The Times (London)
August 21, 2001
There's an H-bomb in our swamp
BY EDWARD WELSH

In 1958, a US warplane jettisoned a device in a marsh in Georgia. Was it a nuclear weapon? No, says the Pentagon. But new evidence has raised doubts

Ken Wade is nudging his fishing boat through the narrow creeks that cut into the steamy coastal swamps of Georgia. Twenty yards away pelicans preen, but they are not his concern. Wade is here to point out the site that he believes to be the final resting place of a nuclear bomb, jettisoned 43 years ago somewhere off the mouth of the Savannah River by a disabled B47 aeroplane.

“In the middle of the grass, I once floated into a circle of clear water,” he recalls, pointing towards the dense, red-tipped reeds stretching south of the river mouth. “If you step on the marsh, you would sink up to your waist. I believe the bomb landed in that spot and sank deep into the mud, creating a crater which over the years is being reclaimed by the grass.”

**Exercise tasks:**
A – In the article about the 1958 Georgia bomb, what aircraft jettisoned the device off the mouth of the Savannah River?
B – Reproduce the part of the Georgia bomb article starting with "In 1958, a US" and going on through "disabled B47 aeroplane.".

**Entries supplied:**
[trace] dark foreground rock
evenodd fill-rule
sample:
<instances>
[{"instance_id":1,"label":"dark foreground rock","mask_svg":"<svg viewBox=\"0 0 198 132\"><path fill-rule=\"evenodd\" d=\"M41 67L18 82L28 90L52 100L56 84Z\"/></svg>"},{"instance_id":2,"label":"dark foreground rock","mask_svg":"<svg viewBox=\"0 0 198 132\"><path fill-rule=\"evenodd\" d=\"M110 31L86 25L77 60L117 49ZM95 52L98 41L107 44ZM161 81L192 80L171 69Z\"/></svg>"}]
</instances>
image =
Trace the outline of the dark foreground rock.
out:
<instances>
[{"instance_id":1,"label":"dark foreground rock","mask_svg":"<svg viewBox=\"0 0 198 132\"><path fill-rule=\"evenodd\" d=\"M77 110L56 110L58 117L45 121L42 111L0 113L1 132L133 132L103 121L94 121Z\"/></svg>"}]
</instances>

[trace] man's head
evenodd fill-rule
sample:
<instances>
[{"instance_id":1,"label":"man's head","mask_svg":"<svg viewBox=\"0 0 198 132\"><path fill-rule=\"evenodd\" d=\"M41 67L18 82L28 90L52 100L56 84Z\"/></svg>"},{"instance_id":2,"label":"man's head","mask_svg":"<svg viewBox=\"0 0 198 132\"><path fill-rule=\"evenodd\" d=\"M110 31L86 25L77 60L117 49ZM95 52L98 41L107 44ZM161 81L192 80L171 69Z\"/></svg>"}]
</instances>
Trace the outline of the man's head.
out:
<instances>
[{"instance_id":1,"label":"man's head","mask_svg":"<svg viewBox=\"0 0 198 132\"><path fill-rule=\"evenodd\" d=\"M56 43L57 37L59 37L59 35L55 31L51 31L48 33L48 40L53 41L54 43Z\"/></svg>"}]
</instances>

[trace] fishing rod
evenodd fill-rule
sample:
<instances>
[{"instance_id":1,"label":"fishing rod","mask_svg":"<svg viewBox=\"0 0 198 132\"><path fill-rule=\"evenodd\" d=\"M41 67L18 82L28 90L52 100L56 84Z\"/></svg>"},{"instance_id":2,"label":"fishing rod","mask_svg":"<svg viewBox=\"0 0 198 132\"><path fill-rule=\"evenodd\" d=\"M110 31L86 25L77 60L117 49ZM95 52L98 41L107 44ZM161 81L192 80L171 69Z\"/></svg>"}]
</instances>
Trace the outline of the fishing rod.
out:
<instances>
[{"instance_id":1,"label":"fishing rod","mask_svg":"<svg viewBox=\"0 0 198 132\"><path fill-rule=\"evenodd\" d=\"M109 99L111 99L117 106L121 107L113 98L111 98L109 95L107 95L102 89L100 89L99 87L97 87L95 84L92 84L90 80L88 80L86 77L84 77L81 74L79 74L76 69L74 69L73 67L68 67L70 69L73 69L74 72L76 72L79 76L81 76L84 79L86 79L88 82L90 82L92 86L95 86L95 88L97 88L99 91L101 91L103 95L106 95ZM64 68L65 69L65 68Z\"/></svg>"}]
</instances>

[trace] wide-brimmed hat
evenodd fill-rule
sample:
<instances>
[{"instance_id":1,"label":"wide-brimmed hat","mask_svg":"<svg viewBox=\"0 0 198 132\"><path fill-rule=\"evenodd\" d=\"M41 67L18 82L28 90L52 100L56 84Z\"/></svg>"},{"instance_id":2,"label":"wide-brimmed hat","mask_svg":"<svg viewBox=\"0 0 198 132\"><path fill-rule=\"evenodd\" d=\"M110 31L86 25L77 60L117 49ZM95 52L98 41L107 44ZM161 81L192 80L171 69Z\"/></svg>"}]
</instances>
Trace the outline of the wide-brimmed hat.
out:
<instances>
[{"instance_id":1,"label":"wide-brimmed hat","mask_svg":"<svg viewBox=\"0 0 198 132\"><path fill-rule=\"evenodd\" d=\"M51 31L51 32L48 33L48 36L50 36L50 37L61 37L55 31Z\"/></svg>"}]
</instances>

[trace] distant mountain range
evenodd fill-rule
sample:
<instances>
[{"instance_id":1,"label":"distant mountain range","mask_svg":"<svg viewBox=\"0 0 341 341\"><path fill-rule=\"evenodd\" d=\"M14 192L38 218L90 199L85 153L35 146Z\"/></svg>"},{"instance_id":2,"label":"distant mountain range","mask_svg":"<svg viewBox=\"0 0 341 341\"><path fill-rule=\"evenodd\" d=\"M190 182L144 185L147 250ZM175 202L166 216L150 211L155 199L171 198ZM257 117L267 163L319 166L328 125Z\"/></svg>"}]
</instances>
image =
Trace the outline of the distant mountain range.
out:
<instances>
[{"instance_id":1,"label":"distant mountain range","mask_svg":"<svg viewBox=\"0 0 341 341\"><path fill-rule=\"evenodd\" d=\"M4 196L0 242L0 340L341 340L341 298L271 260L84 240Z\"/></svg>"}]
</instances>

**Solutions to each task:**
A – A disabled B47 aeroplane.

B –
In 1958, a US warplane jettisoned a device in a marsh in Georgia. Was it a nuclear weapon? No, says the Pentagon. But new evidence has raised doubts

Ken Wade is nudging his fishing boat through the narrow creeks that cut into the steamy coastal swamps of Georgia. Twenty yards away pelicans preen, but they are not his concern. Wade is here to point out the site that he believes to be the final resting place of a nuclear bomb, jettisoned 43 years ago somewhere off the mouth of the Savannah River by a disabled B47 aeroplane.